Stannie Olsen's big blue eyes don't sparkle like they did two weeks ago, and she protectively withdraws her arms when a stranger - especially one draped in medical garb - approaches.
Nurses and doctors represent pain to the 20-month-old girl, whose glow was dulled this week by medication - Valium administered to relax her before she was wheeled into the surgical suite at the University of Utah Hospital. There Dr. Jeffrey R. Saffle took grafts from her groin to replace the torched skin on her hands.Stannie's summer fun abruptly ended May 14 when, during a family outing, she fell into a smoldering barbecue pit. Her home away from her Kearns house became the Intermountain Burn Center at the U. Medical Center, where each spring and summer a rash of people are treated for serious seasonal burns.
Many victims are children whose first introduction to fire is a barbecue pit or grill.
"Every year there is a new crop of kids, 12 to 20 months old, who don't know about fires," said Saffle, center director. "The first barbecue of the year is the time when kids are prone to be injured because they don't know the dangers."
He said parents cannot watch a child too closely. It only takes a second for an accident to occur, and years to get over a horrendous injury - if ever.

Records taken from a dataset
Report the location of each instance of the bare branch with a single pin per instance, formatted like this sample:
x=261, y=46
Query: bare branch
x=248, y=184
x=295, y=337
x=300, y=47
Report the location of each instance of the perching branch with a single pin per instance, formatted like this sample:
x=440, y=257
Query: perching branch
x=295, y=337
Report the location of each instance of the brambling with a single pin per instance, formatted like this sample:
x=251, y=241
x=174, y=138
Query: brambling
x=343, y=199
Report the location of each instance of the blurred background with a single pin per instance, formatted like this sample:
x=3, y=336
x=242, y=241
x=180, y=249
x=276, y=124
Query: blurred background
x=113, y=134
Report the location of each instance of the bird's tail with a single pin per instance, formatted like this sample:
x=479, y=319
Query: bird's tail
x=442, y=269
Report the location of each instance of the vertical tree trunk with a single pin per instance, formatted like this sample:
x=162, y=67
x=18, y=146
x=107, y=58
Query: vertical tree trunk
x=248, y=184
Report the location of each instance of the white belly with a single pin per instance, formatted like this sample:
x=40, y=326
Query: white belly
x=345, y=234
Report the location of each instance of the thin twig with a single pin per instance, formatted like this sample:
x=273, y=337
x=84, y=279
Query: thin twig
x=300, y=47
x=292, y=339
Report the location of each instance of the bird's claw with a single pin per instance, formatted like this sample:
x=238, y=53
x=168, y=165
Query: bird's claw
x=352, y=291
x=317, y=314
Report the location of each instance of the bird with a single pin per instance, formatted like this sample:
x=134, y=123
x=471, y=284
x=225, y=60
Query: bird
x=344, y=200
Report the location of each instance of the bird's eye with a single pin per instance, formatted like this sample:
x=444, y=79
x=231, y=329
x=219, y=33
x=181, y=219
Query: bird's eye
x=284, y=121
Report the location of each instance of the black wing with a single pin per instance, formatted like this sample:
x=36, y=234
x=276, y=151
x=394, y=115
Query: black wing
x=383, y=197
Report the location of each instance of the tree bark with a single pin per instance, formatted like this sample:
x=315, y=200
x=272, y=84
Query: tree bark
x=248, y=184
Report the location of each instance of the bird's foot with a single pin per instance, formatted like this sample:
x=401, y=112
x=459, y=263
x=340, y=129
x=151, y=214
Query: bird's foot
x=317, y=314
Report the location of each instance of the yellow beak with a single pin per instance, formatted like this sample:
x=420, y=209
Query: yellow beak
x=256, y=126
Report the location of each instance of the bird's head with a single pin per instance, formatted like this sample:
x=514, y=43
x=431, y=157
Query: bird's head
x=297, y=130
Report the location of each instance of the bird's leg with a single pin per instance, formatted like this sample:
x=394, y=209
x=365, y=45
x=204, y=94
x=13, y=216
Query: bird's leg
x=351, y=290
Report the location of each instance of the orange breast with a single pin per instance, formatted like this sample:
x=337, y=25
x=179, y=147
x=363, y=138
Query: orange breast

> _Assigned task A_: Quote the article about childhood barbecue burns between "Stannie Olsen's big" and "pit or grill.", inclusive.
> _Assigned task B_: Write what comes next in the article about childhood barbecue burns, starting after its final sentence.
The data shown here is unrelated to the article about childhood barbecue burns.

> _Written answer A_:
Stannie Olsen's big blue eyes don't sparkle like they did two weeks ago, and she protectively withdraws her arms when a stranger - especially one draped in medical garb - approaches.
Nurses and doctors represent pain to the 20-month-old girl, whose glow was dulled this week by medication - Valium administered to relax her before she was wheeled into the surgical suite at the University of Utah Hospital. There Dr. Jeffrey R. Saffle took grafts from her groin to replace the torched skin on her hands.Stannie's summer fun abruptly ended May 14 when, during a family outing, she fell into a smoldering barbecue pit. Her home away from her Kearns house became the Intermountain Burn Center at the U. Medical Center, where each spring and summer a rash of people are treated for serious seasonal burns.
Many victims are children whose first introduction to fire is a barbecue pit or grill.

> _Written answer B_:
No one knows that better than Reed and Gayla Olsen, Stannie's parents, who have suffered hours of guilt because their baby escaped their sight for a mere second.
Since Stannie's hands were scorched by charcoal briquettes during a camping trip to Skull Valley, her parents have spent their days taking their child to either the burn center or pediatrician's office for treatment.
At home the responsibility has been theirs. To the anguish of their daughter, they cleaned the open wounds every eight hours, keeping them free of blisters and loose skin. But despite their diligence, the hands didn't heal, and Stannie was hospitalized for surgery - the first step of a lengthy and difficult rehabilitation.
Marilyn Groussman, center social worker, said that after five days of bed rest with her arms held very still, Stannie will undergo extensive, painful physical therapy.
"Because babies can't do it themselves, parents have to open and close their hands - flex and extend," Groussman said. "That takes a lot of work for the parents, who basically are told, in effect, to hurt their children."
That painful process continues for a year or more, with patients being carefully followed by the Intermountain Burn Center staff.
"We treat anywhere from 200 to 225 acute burns each year and a third are children," said Lynda Faldmo, center head nurse. They see a lot of bad burns from the sun, propane tanks, charcoal lighters, irons, bathtubs, ovens and curling irons. Electrical burns caused by youngsters climbing power poles and burns suffered when children remove hot liquids from microwave ovens are also common.
They have already treated a number of burns from campfires and barbecues this year.
"The kids are attracted to the flames, and toddling around, can trip and fall on a log or rock," Groussman said. "Parents who are ordinarily very careful and conscientious just don't realize it just takes a split second looking the other way for the child to fall into the fire.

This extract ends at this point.